What you need to do → Using the listing below, retype the line bearing "Find each clear" and each line after it, word for word, and nothing further.
----
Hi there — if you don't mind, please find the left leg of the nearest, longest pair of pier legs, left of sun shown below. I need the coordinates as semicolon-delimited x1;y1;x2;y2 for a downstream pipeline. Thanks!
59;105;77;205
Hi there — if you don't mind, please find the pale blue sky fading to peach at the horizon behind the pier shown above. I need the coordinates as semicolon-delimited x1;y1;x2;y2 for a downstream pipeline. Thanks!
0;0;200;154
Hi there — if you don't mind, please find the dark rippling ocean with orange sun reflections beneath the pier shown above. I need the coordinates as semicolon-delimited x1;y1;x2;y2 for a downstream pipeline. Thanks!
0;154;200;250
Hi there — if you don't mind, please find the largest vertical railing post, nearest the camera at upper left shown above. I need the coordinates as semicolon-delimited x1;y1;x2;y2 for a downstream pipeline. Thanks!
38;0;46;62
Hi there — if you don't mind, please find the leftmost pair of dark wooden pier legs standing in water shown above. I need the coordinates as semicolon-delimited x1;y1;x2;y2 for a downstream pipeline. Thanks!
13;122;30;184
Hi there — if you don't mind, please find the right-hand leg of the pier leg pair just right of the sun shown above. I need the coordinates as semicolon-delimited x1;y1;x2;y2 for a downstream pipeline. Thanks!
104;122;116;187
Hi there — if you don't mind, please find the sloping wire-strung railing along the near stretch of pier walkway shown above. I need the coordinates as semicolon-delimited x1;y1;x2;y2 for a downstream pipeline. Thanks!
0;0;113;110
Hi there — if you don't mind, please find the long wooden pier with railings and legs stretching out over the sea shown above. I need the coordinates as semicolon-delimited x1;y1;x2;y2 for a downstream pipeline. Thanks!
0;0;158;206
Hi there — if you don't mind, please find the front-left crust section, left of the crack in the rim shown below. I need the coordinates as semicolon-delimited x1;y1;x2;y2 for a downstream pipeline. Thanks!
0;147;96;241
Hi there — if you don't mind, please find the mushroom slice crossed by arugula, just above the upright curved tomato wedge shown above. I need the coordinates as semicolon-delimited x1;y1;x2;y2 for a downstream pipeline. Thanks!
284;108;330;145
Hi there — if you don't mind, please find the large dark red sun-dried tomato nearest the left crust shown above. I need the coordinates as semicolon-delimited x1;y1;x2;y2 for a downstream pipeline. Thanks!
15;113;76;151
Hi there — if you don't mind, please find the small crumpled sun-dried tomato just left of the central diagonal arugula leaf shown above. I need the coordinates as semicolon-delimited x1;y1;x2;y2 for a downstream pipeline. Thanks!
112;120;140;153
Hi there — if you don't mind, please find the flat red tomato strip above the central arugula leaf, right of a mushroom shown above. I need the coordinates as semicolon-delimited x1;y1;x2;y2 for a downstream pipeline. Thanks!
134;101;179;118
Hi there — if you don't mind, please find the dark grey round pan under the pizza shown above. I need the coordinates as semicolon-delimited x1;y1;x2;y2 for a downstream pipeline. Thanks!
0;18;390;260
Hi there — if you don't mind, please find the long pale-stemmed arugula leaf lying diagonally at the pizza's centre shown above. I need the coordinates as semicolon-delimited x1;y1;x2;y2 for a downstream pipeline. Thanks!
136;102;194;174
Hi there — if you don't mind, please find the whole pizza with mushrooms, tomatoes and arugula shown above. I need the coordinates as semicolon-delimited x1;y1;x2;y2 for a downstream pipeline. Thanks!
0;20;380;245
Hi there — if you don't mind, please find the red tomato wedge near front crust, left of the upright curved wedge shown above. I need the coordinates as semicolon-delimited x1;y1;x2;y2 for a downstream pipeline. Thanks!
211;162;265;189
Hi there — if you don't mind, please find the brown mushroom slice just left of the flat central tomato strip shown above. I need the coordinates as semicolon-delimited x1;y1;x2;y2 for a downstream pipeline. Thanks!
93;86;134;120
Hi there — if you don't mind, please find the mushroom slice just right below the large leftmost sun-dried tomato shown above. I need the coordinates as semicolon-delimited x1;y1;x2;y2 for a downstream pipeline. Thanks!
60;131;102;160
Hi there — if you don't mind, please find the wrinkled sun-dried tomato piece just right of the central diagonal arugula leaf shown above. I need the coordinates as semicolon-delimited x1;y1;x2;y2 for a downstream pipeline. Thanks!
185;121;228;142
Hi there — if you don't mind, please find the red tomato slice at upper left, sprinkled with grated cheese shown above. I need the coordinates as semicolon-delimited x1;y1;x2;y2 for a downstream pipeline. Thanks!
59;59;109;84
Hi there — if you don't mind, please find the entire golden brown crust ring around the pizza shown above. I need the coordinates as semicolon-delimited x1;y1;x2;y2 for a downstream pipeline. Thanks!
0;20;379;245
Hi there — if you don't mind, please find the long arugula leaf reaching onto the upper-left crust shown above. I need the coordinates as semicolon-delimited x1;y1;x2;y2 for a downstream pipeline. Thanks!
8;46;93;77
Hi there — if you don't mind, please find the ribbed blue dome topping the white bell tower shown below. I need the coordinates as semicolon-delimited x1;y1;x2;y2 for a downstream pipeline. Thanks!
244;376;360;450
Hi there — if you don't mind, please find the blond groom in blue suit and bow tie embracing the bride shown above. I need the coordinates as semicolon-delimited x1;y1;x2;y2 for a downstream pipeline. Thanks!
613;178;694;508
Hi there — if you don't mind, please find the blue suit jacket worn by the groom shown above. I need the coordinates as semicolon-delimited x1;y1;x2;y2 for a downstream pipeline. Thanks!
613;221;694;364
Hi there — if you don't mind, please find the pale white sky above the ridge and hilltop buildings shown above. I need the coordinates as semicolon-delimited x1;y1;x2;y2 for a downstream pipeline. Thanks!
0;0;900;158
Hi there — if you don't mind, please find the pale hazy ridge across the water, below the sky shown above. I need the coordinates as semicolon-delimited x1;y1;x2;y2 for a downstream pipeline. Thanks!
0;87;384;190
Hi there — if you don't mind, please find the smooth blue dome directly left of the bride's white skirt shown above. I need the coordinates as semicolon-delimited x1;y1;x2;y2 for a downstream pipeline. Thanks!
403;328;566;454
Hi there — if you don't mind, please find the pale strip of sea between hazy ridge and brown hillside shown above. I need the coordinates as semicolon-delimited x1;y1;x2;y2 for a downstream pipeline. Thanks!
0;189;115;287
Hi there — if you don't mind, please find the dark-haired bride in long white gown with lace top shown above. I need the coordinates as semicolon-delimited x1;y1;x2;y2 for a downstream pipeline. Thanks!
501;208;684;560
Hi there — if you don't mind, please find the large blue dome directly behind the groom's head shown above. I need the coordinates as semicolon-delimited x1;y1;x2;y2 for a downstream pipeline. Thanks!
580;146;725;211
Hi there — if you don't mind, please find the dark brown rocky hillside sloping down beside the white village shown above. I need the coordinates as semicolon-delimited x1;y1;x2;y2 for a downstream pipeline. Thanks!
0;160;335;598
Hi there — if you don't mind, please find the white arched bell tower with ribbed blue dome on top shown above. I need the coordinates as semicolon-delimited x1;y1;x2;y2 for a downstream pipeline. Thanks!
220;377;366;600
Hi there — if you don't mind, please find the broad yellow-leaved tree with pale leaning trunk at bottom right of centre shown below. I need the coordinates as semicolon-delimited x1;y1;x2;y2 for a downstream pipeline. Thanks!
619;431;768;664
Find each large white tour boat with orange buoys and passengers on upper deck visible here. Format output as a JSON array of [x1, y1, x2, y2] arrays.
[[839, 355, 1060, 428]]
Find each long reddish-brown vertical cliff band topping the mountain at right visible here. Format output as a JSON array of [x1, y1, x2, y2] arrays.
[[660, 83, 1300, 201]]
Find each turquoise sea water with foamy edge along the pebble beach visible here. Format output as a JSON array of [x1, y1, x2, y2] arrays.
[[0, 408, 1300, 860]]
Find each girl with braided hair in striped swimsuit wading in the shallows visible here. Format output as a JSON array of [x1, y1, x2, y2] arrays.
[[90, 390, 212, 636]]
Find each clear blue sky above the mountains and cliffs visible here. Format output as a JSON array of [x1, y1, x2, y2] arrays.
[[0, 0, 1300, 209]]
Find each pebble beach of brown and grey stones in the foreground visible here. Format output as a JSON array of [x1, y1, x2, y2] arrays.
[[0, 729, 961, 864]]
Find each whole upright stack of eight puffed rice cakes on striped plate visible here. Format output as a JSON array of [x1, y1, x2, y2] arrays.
----
Answer to this task →
Find each clear blue sky above the mountains and cliffs visible here. Format output as a JSON array of [x1, y1, x2, y2] arrays.
[[0, 0, 1300, 209]]
Find each pebble beach of brown and grey stones in the foreground visible here. Format output as a JSON array of [x1, y1, x2, y2] arrays.
[[0, 729, 961, 864]]
Find each whole upright stack of eight puffed rice cakes on striped plate visible here. Format output as a JSON array of [x1, y1, x2, y2] arrays.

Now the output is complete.